» **EXERCISE OBJECTIVE**
Match on the string "white" in the entries below and return every matching line.
[[ RECORDS FOR THIS TASK open ]]
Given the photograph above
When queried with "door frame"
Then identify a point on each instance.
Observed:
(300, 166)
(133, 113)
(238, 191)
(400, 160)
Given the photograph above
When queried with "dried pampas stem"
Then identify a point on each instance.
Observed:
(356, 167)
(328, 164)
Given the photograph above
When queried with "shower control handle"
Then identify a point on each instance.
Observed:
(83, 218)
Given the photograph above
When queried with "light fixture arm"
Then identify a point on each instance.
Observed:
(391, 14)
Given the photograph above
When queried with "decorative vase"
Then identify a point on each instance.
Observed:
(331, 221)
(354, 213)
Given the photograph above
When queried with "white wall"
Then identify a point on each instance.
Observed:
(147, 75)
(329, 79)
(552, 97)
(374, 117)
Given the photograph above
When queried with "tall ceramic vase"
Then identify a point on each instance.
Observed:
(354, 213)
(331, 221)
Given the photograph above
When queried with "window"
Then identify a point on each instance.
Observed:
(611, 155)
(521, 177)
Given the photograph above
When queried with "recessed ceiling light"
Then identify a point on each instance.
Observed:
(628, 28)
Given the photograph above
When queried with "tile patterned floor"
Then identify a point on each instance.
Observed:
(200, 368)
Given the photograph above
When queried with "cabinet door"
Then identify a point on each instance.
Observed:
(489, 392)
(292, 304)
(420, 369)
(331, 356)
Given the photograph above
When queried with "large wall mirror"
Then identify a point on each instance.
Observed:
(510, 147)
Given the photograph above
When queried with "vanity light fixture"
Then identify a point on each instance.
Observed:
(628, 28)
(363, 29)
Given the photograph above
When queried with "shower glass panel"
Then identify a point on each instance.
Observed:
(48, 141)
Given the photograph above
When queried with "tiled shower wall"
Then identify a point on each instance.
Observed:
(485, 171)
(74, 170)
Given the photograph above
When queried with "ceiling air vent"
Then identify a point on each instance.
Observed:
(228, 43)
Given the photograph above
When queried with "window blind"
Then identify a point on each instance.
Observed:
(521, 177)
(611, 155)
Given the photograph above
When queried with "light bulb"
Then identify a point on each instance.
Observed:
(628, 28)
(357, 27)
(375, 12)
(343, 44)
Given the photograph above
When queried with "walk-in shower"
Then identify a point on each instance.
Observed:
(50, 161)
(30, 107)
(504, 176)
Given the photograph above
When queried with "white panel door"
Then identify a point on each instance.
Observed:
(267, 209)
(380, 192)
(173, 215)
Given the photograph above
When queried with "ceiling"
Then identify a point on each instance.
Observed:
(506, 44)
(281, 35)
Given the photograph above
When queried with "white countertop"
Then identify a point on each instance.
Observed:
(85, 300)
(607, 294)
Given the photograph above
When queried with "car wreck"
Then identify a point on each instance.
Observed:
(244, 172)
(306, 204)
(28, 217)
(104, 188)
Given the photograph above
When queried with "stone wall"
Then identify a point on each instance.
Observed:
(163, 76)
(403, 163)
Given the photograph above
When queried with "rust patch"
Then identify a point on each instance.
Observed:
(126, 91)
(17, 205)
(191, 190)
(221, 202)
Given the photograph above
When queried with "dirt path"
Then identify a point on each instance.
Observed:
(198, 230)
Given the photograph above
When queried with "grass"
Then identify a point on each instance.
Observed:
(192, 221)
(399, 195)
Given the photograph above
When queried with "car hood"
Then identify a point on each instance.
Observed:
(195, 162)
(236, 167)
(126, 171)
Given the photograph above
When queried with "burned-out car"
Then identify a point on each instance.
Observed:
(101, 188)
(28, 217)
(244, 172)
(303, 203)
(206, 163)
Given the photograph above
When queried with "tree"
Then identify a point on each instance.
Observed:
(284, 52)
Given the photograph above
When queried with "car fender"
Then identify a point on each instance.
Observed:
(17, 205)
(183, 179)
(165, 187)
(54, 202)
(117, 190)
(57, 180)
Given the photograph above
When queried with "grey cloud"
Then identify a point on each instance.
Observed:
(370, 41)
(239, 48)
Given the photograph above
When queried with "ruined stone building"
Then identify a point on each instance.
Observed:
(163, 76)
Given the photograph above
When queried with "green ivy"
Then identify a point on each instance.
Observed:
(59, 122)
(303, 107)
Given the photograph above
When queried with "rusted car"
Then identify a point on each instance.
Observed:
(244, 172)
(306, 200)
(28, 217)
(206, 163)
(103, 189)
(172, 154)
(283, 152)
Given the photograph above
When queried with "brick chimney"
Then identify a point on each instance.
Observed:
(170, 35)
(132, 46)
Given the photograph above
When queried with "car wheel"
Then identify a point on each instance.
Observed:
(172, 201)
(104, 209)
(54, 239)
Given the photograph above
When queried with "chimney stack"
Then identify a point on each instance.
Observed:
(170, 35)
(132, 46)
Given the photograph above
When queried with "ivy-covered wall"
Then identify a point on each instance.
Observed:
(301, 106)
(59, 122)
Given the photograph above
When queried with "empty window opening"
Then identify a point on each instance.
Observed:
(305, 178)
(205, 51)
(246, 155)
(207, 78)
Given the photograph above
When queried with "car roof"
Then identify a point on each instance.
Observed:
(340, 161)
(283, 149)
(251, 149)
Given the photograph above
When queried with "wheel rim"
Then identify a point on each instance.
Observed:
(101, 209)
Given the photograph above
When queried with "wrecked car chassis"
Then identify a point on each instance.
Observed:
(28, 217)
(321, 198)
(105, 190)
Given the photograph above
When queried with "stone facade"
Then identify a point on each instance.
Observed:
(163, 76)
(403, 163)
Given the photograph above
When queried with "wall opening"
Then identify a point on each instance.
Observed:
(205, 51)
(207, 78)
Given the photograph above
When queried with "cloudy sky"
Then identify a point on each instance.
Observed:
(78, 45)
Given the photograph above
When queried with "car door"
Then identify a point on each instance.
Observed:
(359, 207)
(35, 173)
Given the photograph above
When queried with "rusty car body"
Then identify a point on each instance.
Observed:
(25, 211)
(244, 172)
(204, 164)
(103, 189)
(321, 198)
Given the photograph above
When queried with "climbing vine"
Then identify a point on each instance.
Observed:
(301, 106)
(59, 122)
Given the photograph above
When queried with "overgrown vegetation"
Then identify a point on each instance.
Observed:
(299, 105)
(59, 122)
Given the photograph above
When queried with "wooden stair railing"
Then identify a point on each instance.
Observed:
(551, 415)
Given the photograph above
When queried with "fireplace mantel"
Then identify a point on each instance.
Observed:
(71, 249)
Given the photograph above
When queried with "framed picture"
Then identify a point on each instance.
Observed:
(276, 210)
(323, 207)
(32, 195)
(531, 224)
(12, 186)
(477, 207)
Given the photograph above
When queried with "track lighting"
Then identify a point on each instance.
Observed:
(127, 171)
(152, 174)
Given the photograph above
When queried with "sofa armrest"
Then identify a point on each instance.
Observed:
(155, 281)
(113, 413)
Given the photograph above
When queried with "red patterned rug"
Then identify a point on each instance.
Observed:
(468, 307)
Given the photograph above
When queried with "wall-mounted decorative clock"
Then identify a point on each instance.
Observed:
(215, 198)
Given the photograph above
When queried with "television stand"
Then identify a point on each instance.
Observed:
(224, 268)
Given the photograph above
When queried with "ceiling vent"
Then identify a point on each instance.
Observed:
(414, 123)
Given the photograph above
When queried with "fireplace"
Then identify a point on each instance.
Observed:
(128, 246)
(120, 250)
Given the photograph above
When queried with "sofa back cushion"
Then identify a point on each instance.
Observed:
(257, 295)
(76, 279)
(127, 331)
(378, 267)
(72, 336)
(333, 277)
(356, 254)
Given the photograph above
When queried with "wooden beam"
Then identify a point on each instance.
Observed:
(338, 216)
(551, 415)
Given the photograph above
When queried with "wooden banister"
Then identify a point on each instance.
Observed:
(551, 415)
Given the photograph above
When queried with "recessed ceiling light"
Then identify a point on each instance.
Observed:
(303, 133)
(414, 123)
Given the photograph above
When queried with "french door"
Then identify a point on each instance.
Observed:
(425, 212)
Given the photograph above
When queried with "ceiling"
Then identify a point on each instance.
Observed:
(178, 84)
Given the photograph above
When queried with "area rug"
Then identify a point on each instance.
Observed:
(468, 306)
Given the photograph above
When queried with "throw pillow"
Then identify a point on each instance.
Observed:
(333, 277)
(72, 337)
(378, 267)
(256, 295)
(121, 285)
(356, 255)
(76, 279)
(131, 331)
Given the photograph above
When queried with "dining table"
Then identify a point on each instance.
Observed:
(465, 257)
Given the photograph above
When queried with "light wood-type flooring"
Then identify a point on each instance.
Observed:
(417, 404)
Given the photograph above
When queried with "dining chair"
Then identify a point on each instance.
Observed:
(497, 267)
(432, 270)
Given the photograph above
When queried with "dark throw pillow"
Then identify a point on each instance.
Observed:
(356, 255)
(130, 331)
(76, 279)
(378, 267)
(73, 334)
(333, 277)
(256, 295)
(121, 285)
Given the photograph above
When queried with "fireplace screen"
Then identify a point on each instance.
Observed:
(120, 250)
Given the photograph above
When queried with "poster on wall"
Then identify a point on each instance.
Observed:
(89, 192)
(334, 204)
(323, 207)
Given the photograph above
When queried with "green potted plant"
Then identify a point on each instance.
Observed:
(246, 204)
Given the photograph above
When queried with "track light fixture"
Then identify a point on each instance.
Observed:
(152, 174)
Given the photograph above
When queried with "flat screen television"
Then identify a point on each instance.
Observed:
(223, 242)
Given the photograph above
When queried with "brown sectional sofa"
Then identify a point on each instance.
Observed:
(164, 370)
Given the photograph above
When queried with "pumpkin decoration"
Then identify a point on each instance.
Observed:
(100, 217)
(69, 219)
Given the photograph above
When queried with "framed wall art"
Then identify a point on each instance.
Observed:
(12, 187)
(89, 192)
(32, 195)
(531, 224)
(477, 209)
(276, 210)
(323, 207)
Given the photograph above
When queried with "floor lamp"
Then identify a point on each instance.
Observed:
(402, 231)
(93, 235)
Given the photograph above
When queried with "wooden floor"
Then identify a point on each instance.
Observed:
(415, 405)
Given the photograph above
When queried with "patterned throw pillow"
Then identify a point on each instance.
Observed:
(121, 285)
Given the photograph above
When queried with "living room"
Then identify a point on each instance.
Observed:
[[ RECORDS FOR THIS TASK closed ]]
» **ANSWER BOX**
When queried with "white wall"
When queried with "white panel door"
When queried with "white countertop"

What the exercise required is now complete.